> [What you have to do]: Return every line from the records below in which the word "tire" is found.

(Saved data entries)
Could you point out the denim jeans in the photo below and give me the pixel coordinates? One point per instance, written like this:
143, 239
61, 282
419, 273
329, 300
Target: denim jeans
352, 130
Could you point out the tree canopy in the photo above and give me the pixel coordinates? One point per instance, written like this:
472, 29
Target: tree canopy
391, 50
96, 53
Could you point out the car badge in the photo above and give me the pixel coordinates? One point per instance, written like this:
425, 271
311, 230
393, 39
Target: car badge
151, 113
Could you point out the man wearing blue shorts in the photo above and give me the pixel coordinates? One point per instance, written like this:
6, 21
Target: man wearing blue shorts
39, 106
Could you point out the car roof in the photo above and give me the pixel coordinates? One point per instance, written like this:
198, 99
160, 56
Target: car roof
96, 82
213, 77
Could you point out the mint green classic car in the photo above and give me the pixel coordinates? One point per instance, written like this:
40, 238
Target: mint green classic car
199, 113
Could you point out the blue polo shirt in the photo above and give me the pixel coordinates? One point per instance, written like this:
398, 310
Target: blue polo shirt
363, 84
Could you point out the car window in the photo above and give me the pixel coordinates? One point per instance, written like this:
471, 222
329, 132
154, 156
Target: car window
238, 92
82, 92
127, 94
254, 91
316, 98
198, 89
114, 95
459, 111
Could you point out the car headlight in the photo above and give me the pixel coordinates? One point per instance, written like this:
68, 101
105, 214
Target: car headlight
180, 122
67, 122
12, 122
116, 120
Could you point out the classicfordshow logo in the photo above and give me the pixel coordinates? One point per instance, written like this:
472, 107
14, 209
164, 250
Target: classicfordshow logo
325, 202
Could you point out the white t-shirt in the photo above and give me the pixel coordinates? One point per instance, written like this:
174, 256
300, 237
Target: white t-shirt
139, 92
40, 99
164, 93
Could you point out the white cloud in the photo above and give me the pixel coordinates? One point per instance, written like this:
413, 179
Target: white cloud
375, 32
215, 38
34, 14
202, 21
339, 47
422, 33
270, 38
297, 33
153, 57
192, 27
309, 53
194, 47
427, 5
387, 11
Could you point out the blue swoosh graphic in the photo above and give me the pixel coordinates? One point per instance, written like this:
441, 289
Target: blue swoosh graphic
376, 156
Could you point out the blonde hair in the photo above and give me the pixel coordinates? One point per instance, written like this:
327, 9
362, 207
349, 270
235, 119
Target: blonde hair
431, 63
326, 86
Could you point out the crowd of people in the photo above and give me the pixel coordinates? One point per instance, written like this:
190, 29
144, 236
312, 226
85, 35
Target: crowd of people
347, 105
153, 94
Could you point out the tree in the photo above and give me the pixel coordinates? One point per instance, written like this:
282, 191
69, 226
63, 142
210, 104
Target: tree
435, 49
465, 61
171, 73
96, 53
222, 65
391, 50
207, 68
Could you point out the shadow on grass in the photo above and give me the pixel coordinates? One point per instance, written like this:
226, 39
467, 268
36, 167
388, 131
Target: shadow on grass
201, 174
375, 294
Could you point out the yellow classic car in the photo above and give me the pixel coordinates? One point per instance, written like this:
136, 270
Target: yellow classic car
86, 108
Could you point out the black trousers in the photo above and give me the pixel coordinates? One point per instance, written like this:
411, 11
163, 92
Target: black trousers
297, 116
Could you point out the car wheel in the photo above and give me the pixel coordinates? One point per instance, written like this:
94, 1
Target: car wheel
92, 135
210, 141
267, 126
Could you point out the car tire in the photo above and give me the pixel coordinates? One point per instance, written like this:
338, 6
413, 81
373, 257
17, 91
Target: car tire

> [Result of this task]:
Could you point out the car tire in the photo above and give me the pixel coordinates? One point per instance, written like this:
Target: car tire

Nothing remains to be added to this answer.